Encargo escrito 1 ::
Selecciona en los registros cada línea que contenga la palabra "chair" y cópiala.

**** Texto extraído

Los héroes de la hostelería, jóvenes o viejos, condenados o esperanzados, recibían su premio con galas y posado, y si había alguno que no estaba para recogerlo enseguida señalaban que estaba “currando”, que a lo mejor el valor supremo no es la libertad sino no poder dejar de trabajar ni para que te den un premio por tu trabajo. Pero estos premios tenían algo de premio de consolación, de gallifante ayuser, algo que en realidad no se puede comparar con ese premio de miss Venezuela que le habían dado a aquella chiquilla contratándola en una inmobiliaria. Pero claro, uno es que también tiene familia en el gremio y sabe que no se abotonan la chaquetilla como los pianistas ni como los filántropos. A pesar de todo, un premio es un premio y los galardonados sacaban pecho en el fotocol y charlaban mucho con Ayuso, que se llevó todo el acto con ojos de niña en Navidad que desenvuelve ese Nenuco que es para las niñas la Navidad. En este caso, una Navidad de productos de la tierra, vinos de la tierra, economía de la tierra y camareros de la tierra, que venían haciendo de la necesidad virtud como si vinieran patinando con la bandeja.

********
**** Registros

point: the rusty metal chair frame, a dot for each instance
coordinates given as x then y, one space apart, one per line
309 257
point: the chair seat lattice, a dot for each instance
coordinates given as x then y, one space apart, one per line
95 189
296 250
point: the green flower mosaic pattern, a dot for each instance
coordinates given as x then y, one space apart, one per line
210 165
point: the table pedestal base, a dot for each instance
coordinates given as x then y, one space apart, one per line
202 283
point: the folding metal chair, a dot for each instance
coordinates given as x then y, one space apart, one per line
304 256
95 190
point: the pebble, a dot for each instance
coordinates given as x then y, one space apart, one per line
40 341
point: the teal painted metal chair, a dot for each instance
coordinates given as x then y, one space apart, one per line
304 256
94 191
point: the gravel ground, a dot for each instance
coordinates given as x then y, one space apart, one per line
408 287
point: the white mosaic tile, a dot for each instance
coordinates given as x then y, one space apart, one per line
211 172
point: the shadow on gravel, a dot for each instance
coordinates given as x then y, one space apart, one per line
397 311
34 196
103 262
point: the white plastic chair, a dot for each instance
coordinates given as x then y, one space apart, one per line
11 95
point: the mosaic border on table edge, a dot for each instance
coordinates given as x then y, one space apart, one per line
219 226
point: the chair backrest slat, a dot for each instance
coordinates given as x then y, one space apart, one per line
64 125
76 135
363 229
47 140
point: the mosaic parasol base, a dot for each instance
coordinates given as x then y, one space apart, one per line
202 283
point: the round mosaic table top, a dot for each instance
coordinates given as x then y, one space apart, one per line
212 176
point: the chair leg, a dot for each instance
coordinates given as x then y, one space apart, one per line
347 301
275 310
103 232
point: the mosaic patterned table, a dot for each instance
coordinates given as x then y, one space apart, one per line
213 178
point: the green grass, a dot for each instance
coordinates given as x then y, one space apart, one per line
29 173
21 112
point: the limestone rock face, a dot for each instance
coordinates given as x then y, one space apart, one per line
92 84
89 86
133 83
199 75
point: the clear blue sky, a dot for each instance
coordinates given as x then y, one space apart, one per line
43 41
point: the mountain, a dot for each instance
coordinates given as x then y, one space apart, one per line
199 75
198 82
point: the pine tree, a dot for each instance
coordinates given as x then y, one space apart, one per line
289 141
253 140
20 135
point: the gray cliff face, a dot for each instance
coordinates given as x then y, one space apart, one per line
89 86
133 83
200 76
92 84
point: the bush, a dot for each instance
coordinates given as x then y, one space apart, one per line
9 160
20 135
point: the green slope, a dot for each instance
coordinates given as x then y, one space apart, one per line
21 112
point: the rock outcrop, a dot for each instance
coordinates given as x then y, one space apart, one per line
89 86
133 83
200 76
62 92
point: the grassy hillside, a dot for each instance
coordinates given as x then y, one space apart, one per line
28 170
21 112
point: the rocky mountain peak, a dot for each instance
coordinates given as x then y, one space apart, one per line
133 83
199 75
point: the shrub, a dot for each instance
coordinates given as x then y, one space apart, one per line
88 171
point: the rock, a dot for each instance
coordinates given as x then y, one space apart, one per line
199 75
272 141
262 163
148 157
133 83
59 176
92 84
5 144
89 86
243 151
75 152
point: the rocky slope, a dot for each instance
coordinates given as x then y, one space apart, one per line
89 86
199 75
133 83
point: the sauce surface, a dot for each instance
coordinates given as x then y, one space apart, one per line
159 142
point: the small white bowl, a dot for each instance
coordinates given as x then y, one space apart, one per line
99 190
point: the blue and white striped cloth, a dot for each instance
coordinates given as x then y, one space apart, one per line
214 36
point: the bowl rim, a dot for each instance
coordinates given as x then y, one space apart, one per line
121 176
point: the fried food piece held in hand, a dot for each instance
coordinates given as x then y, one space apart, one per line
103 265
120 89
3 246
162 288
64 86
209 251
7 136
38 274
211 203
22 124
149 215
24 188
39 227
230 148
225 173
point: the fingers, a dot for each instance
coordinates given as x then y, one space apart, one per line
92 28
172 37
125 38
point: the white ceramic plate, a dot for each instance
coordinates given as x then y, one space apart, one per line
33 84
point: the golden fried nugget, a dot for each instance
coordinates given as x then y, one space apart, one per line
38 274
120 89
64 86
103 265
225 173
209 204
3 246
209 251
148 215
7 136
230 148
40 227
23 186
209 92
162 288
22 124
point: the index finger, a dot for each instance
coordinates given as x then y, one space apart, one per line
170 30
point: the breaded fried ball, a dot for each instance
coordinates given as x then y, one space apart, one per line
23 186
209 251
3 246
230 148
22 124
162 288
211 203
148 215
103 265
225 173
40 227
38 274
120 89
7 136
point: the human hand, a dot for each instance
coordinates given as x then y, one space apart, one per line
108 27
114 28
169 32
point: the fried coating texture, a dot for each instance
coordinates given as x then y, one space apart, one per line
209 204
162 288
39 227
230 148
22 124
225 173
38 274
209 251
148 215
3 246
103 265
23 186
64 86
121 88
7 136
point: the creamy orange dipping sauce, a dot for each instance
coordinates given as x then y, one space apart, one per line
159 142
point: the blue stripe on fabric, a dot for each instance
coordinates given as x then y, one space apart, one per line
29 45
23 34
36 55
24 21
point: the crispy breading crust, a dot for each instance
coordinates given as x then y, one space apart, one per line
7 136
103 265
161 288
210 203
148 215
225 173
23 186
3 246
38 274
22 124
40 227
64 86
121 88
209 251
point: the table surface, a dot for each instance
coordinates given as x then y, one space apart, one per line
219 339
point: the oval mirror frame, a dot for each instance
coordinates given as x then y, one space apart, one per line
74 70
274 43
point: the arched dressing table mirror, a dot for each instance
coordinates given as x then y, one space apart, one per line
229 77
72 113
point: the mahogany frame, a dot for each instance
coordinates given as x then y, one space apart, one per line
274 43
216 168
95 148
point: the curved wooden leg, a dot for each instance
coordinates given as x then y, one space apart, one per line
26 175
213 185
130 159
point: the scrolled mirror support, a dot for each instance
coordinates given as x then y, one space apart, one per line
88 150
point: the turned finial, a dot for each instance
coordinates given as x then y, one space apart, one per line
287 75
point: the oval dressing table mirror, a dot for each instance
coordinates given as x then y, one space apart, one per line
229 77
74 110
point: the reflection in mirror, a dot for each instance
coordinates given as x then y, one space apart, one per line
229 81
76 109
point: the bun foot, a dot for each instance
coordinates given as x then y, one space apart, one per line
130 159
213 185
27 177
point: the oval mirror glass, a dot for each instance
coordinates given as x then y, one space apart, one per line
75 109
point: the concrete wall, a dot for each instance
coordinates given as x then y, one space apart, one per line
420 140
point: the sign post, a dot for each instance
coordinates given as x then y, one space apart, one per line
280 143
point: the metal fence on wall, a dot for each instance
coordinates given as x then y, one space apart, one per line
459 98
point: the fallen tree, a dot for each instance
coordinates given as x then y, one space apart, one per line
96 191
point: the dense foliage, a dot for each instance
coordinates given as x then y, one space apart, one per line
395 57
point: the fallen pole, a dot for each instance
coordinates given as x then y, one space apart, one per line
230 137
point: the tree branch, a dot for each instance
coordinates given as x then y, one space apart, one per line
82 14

********

Encargo escrito 2 ::
Prolonga el texto sobre los premios de la hostelería a partir de su última frase.

Respuesta 1 ::
point: the rusty metal chair frame, a dot for each instance
point: the chair seat lattice, a dot for each instance
point: the folding metal chair, a dot for each instance
point: the teal painted metal chair, a dot for each instance
point: the white plastic chair, a dot for each instance
point: the chair backrest slat, a dot for each instance
point: the chair leg, a dot for each instance

Respuesta 2 ::
Por aquel patio de la Casa de Correos, convertido en bareto con mesas y barrilitos o en tablao flamenco (el anuncio de Tío Pepe de la Puerta del Sol se colaba por allí como un tío jerezano de Lola Flores); por aquel patio convertido en Navidad de menú, con muérdago y tarjetón en las mesas, con árboles de la Coca Cola, quizá esa cocacola de la famosa pizza de Ayuso; por aquel patio con un piano en un rincón, como una caja de bombones cerrada, y un belén descongelándose, por allí corrían la libertad y los camareros, igual que sus alegorías con alas de corcho. “No es cuestión de alcohol, sino de comunidad”, decía Ayuso como dejando una frase a los corintios, porque sigue sintiendo la necesidad de explicar que ella sea la chica de la cerveza, como el Gambrinus femenino que nos seduce por los bares. Quizá por eso yo creo que Óscar López, que parece un comisario de la ley seca, no tiene nada que hacer en Madrid, donde Ayuso es la camarera con burbujas en los ojos y espuma en la cintura a la que desean todos. Al final, con los camareros haciendo otra vez de camareros, y ya no de discóbolos con bandeja, se sirvió cerveza como sangre de Ayuso y todos entendimos el significado y el poder de la ceremonia.